--- START Document segment ---
I found the following methods useful:

1. Construct decision space to make it "tall" (Civilization) rather than "wide" (Chess). In Chess, any move potentially impacts future moves of any other piece on the board, meaning that there are all parts of the systems are interlinked.

In Civilization the Board Game, while considering unit movement, you can generally forget about other parts of the game, such as economy or town building. Although there are "links" from one sub-system to the others (this particular tech makes armies move further, that particular building improves town defense), they are few and clearly marked. This way, the player can focus on one specific sub-system (say, making a good military move tactically, or going for the military win strategically) and not calculate everything else.

2. Nest smaller decisions in bigger decisions, i.e. don't make 24 roles, 3 of which provide coal resources, rather, make 7 roles, one of which provides coal, but can do so in 3 different ways. This allows players to prune possibility space and move towards strategy signposts. Interestingly, I think that point salads can actually exacerbate the AP issue, as they tend to dilute decisions and smear them all over possibility space. Rather than focusing on one specific goal, players are tempted to calculate all possible combinations of moves to maximize their utility.

As an application of this principle to RPGs, I found principle of "fantasy-packages" very useful.
--- END Document segment ---
--- START Material ---
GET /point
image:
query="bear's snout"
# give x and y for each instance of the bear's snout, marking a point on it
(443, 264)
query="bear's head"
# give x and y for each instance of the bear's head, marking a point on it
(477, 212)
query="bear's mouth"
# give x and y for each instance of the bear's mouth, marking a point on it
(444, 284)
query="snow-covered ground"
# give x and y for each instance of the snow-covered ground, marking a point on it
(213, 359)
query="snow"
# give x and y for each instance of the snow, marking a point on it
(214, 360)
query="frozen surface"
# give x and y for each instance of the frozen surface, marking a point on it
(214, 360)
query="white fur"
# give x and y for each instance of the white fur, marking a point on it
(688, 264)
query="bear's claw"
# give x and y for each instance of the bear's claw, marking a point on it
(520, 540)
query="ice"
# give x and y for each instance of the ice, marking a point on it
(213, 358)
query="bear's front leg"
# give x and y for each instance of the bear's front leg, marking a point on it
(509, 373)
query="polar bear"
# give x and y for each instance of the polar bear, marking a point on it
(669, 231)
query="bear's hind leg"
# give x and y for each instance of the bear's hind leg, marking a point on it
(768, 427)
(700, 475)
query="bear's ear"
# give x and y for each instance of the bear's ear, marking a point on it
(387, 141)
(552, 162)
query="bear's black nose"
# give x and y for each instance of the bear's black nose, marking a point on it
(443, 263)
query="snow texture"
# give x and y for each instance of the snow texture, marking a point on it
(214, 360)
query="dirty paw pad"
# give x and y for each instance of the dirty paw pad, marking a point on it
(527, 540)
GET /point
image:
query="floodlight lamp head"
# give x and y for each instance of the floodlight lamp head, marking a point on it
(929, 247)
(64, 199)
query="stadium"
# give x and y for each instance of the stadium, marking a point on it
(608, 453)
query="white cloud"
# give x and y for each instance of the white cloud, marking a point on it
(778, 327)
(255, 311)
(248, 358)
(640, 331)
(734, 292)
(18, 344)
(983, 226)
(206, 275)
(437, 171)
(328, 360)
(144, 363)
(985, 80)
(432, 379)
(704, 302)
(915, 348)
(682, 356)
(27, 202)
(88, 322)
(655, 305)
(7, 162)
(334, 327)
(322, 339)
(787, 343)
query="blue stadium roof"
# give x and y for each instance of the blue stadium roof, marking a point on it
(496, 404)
--- END Material ---
_Aim_
Write out, word for word, the part of the game design post starting at "In Civilization the" and ending at "calculate everything else.".

_Exercise solution_
In Civilization the Board Game, while considering unit movement, you can generally forget about other parts of the game, such as economy or town building. Although there are "links" from one sub-system to the others (this particular tech makes armies move further, that particular building improves town defense), they are few and clearly marked. This way, the player can focus on one specific sub-system (say, making a good military move tactically, or going for the military win strategically) and not calculate everything else.